<<<<

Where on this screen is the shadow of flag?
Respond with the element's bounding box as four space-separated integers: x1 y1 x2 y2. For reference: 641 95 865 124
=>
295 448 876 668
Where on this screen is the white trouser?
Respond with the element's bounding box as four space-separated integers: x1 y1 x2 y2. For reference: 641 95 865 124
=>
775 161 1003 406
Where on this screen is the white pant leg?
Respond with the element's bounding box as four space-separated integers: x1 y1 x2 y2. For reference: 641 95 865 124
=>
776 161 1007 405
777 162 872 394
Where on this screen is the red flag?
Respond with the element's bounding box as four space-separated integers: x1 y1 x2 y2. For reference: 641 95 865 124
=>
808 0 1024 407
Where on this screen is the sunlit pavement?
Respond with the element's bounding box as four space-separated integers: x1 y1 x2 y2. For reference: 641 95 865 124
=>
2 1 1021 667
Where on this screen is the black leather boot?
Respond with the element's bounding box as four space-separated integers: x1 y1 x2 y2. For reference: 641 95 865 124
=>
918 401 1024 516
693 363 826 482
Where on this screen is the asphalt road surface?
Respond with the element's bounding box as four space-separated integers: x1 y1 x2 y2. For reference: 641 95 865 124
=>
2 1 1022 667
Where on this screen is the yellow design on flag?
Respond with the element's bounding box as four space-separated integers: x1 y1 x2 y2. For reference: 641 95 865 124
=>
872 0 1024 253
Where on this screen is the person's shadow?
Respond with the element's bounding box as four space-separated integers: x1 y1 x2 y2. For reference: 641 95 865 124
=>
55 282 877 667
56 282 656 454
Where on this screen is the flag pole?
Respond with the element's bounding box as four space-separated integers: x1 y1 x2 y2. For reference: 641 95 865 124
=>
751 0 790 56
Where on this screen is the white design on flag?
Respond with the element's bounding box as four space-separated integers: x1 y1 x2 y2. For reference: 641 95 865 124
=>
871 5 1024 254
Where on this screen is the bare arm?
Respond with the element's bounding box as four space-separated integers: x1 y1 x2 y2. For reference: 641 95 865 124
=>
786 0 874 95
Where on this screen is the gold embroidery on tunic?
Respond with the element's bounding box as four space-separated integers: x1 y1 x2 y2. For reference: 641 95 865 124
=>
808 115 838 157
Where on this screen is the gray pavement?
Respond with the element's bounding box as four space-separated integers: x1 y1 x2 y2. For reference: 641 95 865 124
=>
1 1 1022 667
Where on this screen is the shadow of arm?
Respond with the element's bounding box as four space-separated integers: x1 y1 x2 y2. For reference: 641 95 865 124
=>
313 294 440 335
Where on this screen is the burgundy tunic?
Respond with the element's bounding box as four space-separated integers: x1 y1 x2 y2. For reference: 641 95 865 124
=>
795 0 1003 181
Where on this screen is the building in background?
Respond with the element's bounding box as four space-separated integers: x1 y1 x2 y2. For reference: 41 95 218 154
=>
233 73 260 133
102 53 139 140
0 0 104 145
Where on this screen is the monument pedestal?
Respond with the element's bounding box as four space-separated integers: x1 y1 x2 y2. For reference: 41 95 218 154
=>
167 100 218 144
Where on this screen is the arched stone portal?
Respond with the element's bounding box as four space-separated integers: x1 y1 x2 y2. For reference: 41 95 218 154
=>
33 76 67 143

>>>>

* _Work item_: Would you transcribe the listing word for word?

* _Task output_:
Where on this screen is the shadow of flag?
Respond with the element's bounding box as four space-separated integers: x1 y1 x2 y2. For reference: 641 95 865 124
=>
295 448 876 668
Where on this screen is the white trouser?
Respond with the element's bounding box as four space-separated integers: x1 y1 x2 y2. For reference: 641 95 865 124
=>
775 161 1003 406
Where on this screen is the white pant leg?
Respond with the element's bounding box as four space-separated integers: x1 y1 x2 y2. For reference: 641 95 865 124
=>
776 161 1007 405
777 162 872 394
Where on this screen is the red flag?
Respond with the element's bounding box as four space-separated integers: x1 y1 x2 y2. For reference: 641 95 865 124
=>
808 0 1024 407
Where on this screen is the sunlit pavement?
Respond with the element's bounding box as four space-separated integers: x1 y1 x2 y2. For reference: 641 95 865 124
=>
2 1 1021 667
Where on this screen is the black leather boot?
Respond with the element's bounding box as four space-separated integers: x1 y1 x2 y2. For reference: 641 95 865 124
=>
918 401 1024 516
693 363 826 482
Where on this screen is the asphalt road surface?
Respond with the element's bounding box as four space-separated integers: x1 y1 x2 y2. For reference: 641 95 865 124
=>
2 1 1022 667
Where on this screen is the yellow design on flag?
Respond with the element's bounding box as four space-separated integers: x1 y1 x2 y2. For reference: 641 95 865 124
=>
872 0 1024 253
Where on this screen is the person's shadow?
Respond with the element's bounding box as four space-separated integers: x1 y1 x2 y2. For reference: 641 95 865 124
=>
55 282 877 667
56 282 656 454
Where on this screen is the flag pole?
Respond with the element's bounding box as four space-separated integers: x1 y1 x2 y2. For reference: 641 95 865 124
=>
751 0 790 56
Where on this screen is the white design on flag?
Respond with the element's bounding box as four space-separated integers: x1 y1 x2 y2. For reference: 641 95 865 124
=>
871 5 1024 254
Where on this screen is the bare arm?
Respond with the element's bounding box as four space-separated integers: x1 y1 x2 y2. For reference: 641 95 865 124
=>
786 0 874 95
Where on this screen is the gold embroidery on tunic?
Respond with the element's bounding box as four space-separated integers: x1 y1 x2 y2. For reference: 641 95 865 124
=>
808 115 838 157
Where on this screen is the gray pavement?
Respond with the element's bounding box as four space-separated integers: x1 y1 x2 y2. For reference: 641 95 865 124
=>
1 1 1022 667
Where on this screen is the shadow of arm?
Respond with the element's bounding box as four space-separated integers: x1 y1 x2 y2. For reference: 641 95 865 124
=>
313 294 440 335
Where on this screen is the burgundy tunic?
Respond with the element's bounding box as four space-separated integers: x1 y1 x2 y2. For reference: 641 95 865 124
=>
795 0 1003 181
Where on this screen is the building in background?
Respond with the element's bounding box as four space-separated integers: x1 y1 x2 y2. For reference: 41 95 218 154
=>
233 73 260 133
102 53 139 140
0 0 104 145
Where on this screen is the monument pedestal?
Respond with the element's bounding box as four space-separated integers: x1 y1 x2 y2. For reference: 41 95 218 154
=>
167 100 218 144
Where on this screen is the arched stone portal?
Respond with the element's bounding box as four space-separated integers: x1 y1 x2 y2. For reference: 41 95 218 154
=>
33 76 67 143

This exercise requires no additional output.